- [Exercise brief]: The only acceptable output is every entry, printed exactly.
○ ○ ○ ○ ○
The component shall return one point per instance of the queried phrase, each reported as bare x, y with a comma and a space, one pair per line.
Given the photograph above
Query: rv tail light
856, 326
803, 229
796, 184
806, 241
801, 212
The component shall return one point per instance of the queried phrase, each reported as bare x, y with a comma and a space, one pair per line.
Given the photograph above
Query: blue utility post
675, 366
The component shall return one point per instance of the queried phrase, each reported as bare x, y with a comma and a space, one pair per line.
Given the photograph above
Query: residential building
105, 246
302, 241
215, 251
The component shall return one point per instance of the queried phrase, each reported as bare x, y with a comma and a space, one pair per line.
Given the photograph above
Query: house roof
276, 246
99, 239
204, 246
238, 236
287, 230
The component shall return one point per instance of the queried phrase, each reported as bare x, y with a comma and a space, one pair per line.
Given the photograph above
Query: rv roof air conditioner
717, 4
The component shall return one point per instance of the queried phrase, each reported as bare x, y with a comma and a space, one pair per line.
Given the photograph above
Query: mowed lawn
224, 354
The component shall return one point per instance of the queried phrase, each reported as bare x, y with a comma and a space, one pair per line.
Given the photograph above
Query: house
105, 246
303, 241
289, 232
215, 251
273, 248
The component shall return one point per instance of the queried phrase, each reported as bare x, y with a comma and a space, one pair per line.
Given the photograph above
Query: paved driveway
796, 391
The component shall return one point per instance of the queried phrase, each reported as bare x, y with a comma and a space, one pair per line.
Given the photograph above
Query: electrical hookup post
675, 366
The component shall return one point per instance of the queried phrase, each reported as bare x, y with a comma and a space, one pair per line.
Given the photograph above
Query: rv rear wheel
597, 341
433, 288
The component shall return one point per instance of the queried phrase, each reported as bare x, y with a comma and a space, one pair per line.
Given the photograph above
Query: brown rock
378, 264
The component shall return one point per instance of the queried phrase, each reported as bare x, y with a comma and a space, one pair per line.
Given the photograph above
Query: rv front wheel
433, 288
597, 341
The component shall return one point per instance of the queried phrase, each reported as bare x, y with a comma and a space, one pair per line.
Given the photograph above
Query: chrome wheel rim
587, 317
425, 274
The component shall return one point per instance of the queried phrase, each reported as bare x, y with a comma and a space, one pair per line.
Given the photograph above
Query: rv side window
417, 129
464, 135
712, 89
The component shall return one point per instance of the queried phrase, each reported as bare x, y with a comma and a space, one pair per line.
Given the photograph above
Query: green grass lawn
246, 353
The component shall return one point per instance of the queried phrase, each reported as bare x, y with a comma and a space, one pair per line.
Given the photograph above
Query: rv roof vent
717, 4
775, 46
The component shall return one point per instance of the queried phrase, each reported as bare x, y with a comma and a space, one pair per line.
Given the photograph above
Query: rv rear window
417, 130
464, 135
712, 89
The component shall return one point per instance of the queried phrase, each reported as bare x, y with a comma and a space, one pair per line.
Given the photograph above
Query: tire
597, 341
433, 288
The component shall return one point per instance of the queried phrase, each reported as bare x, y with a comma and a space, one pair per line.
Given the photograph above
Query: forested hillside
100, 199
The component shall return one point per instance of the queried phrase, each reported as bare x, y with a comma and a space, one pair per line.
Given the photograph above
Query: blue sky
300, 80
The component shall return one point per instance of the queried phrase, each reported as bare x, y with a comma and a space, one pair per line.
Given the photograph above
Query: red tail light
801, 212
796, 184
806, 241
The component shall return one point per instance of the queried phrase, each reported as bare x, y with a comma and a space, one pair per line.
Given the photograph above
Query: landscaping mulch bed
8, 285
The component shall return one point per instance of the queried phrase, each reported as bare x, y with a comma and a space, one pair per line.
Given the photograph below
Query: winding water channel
○ ○ ○ ○ ○
- [Result of this task]:
The component shall return one point per instance of the queried phrase, each reported as bare x, y with a comma and a space, one pair per line.
Given the photograph above
Query: rv tail light
856, 326
803, 229
796, 184
806, 241
801, 212
The component shall return one point per instance of the queried phrase, each reported as bare x, y with a comma and a space, one pair per line.
Given the photograph above
Query: blue utility post
675, 366
The component shall return one point per instance of the queried phrase, each reported as bare x, y with a comma and a space, one pair per line.
Given the photograph above
Query: residential building
105, 246
302, 241
215, 251
The component shall return one point per instance of the queried phrase, each reported as bare x, y with a comma and a space, one pair per line.
Given the photograph above
Query: house roof
276, 246
99, 239
204, 246
238, 236
287, 230
The component shall return one point per instance of the queried phrase, each reported as bare x, y with a comma and a space, one pair per line.
Given the photograph above
Query: rv roof air conditioner
717, 4
The component shall return one point per instance of the queried phrase, each reported as bare x, y with a comma and a space, one pair per line.
Given the photograph above
Query: mowed lawn
224, 354
The component shall return one point per instance of the queried phrase, each reported as bare x, y with a comma and a space, one pair per line.
Given the photograph above
Query: house
105, 246
303, 241
289, 232
215, 251
273, 248
The component shall return one point per instance of the queried phrase, each reported as bare x, y with a comma and a space, one pair per line.
Given the photograph above
Query: paved driveway
796, 391
The component shall return one point per instance of the queried phrase, each reported as bare x, y with a comma and a space, one pair per line.
Given the photograph above
Query: electrical hookup post
675, 366
The component shall return one point per instance of the queried phrase, each reported as bare x, y with a comma and a space, one pair per line.
Given the photograph above
Query: rv rear wheel
597, 341
433, 288
The component shall return one point per instance of the queried phrase, each reported as bare x, y with a comma and a space, one pair per line.
Given the photograph above
Query: brown rock
378, 264
The component shall return one point per instance of the queried phrase, each reported as bare x, y with a comma and a space, one pair per line.
Given the photograph above
Query: rv front wheel
433, 288
597, 341
The component shall return one point per instance of the queried phrase, each reported as bare x, y with a comma and a space, one pair per line.
Given the photograph above
Query: chrome wheel rim
587, 317
425, 274
The component shall return one point per instance of the queried phrase, each reported as bare x, y with a comma and a space, one pair per line.
Given the photograph above
Query: rv side window
417, 129
464, 135
712, 89
The component shall return one point per instance of the queried phrase, each reported as bare x, y with a comma and a space, one pair per line.
Given the photograph above
Query: green grass lawn
246, 353
The component shall return one point per instance of the queried phrase, each reported as bare x, y with a comma and a space, one pair per line.
Given the photograph above
Query: rv roof vent
717, 4
775, 46
The component shall return one point per instance of the queried phrase, each reported as bare x, y with a comma and a space, one pair per line.
Given the photograph above
Query: rv rear window
417, 130
464, 135
712, 89
The component shall return one point per instance of the queried phrase, each reported as bare x, y with a comma and a space, one pair per line.
Given the photograph above
Query: tire
597, 341
433, 288
The component shall return one point per instance of the queried phrase, each reported as bare x, y with a comma and a space, one pair per line.
Given the photograph above
Query: forested hillside
100, 199
The component shall return one point per instance of the queried phrase, each reported as bare x, y with a comma and a space, one pair per line.
Given the photograph above
Query: blue sky
300, 80
The component shall return one point per instance of the queried phrase, each reported as bare x, y with a comma and a space, one pair per line.
Given the photograph above
Query: red tail light
801, 212
796, 184
806, 241
The component shall return one point per instance of the queried phrase, each reported as bare x, y with a comma and a space, one pair per line.
Given the photograph above
Query: landscaping mulch bed
8, 285
The component shall return one point per instance of the queried phrase, each reported as bare x, y with a comma and a space, one pair per line.
Given the photograph below
Query: winding water channel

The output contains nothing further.